WRITTEN TASK: Which lines in the rows below contain the word "query"? Extract each of them.

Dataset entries
**********

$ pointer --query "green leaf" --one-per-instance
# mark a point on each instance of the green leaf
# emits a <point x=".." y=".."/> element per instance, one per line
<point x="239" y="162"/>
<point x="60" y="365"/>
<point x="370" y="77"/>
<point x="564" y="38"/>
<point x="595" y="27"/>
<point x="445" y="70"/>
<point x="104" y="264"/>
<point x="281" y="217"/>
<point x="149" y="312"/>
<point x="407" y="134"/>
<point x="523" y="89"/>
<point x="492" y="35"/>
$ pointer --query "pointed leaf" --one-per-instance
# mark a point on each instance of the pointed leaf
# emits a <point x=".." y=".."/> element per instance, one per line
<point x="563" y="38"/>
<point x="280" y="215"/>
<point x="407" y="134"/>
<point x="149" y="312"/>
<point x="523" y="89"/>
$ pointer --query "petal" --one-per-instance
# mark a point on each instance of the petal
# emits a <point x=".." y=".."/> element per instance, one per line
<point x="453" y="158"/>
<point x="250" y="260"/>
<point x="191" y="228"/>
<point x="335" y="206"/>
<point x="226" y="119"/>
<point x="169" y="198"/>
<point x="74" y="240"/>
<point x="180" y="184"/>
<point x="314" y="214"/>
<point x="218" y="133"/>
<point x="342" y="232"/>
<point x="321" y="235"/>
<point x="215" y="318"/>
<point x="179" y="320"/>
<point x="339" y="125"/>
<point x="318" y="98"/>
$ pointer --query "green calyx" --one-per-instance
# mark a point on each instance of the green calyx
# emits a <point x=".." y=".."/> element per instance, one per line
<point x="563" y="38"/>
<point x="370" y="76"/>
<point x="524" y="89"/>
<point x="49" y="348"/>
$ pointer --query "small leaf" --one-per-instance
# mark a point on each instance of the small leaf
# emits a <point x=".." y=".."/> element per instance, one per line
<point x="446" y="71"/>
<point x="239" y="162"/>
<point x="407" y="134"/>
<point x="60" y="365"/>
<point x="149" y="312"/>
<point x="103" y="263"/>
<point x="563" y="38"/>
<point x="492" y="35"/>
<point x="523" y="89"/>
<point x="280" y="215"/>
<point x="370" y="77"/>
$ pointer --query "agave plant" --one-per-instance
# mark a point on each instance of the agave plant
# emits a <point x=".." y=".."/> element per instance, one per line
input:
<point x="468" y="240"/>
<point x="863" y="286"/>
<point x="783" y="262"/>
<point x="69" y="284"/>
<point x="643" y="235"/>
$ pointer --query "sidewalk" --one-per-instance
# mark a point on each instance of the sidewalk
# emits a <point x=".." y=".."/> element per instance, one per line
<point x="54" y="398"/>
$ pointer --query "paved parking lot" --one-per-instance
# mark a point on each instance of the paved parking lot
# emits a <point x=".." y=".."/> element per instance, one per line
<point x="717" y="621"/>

**********

SOLUTION TO THE EXERCISE:
$ pointer --query "green leaf" --one-per-instance
$ pointer --query "pointed leaf" --one-per-instance
$ pointer --query "petal" --one-per-instance
$ pointer --query "green calyx" --one-per-instance
$ pointer --query "small leaf" --one-per-instance
$ pointer --query "agave plant" --one-per-instance
$ pointer --query "sidewalk" --one-per-instance
$ pointer --query "paved parking lot" --one-per-instance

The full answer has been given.